Consigne A: Résumez en deux phrases le texte ci-dessous sur l'hiver de 1709.
Consigne B: Traduisez en anglais cette phrase du texte sur l'hiver de 1709 : « Le lendemain, le soleil se leva sur un continent glacé de l'Italie à la Scandinavie et de l'Angleterre à la Russie, le surlendemain également, puis tous les jours pendant près de trois mois. »

Texte extrait:
────────

Le répit est de courte durée. 

 

Tout se détraque de nouveau à la fin de l'année 1708. Après un automne rigoureux, la chute de la température dans la nuit des Rois, en janvier 1709, est impressionnante : il faisait + 10,7 °C le 5 janvier à Paris, et - 3,1 °C le lendemain 6 janvier.

 

Voilà d’ailleurs ce qu’en dit le curé de Vougy (Loire) :

 

« Le soir du 6 janvier, il commença à faire froid, et ce froid fut si extraordinaire et si violent pendant cinq à six jours qu'on disait n'en avoir jamais vu un semblable. [...] La cherté du blé commença au mois de janvier 1709 et alla toujours en augmentant de prix jusqu'au mois de juin [...]. Jamais on n'a vu tant de pauvres misérables, tant de larrons ni de fripons. La pauvreté [...] inspirait à beaucoup de personnes à voler et à dérober. [...] On volait de nuit et de jour boeufs, vaches, moutons et meubles. On ne laissait rien dans les jardins. [...] La famine a été si grande qu'on ne peut concevoir la quantité de personnes mortes de faim dans les chemins en allant demander l'aumône. Il y en eut beaucoup de dévorées par les chiens et les loups ; enfin il est mort pour le moins la moitié des habitants de cette paroisse. Il est resté très peu d'enfants. »

 

Ce témoignage recueilli au milieu de centaines d’autres dans les registres paroissiaux montre la violence et la soudaineté avec lesquelles s’est abattu cet épisode resté jusqu’à ce jour unique dans les archives météorologiques. 

Le 5 janvier, les températures chutèrent, rien d'étonnant, à priori, aux premières heures de l'hiver en Europe, mais celui de 1709 n'avait rien d'une vague de froid ordinaire. Le lendemain, le soleil se leva sur un continent glacé de l'Italie à la Scandinavie et de l'Angleterre à la Russie, le surlendemain également, puis tous les jours pendant près de trois mois.

────────

Jeu de données:
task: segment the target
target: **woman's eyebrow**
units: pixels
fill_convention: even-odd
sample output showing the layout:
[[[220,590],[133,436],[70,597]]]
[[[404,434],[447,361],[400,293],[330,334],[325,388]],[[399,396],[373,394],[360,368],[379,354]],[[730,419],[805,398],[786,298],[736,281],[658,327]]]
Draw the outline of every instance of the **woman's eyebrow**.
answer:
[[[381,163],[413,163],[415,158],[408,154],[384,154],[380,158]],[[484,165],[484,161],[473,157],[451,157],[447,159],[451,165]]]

────────

Solution rédigée A: À la fin de l'année 1708, après un automne rigoureux, la température chute brutalement dans la nuit des Rois de janvier 1709, passant à Paris de + 10,7 °C le 5 janvier à - 3,1 °C le 6. Le curé de Vougy (Loire) décrit un froid d'une violence jamais vue, la hausse du prix du blé, les vols, la famine et la mort d'au moins la moitié des habitants de sa paroisse, tandis que le gel s'étend de l'Italie à la Scandinavie et de l'Angleterre à la Russie pendant près de trois mois.

Solution rédigée B: The next day, the sun rose over a frozen continent from Italy to Scandinavia and from England to Russia, and again the day after, then every day for nearly three months.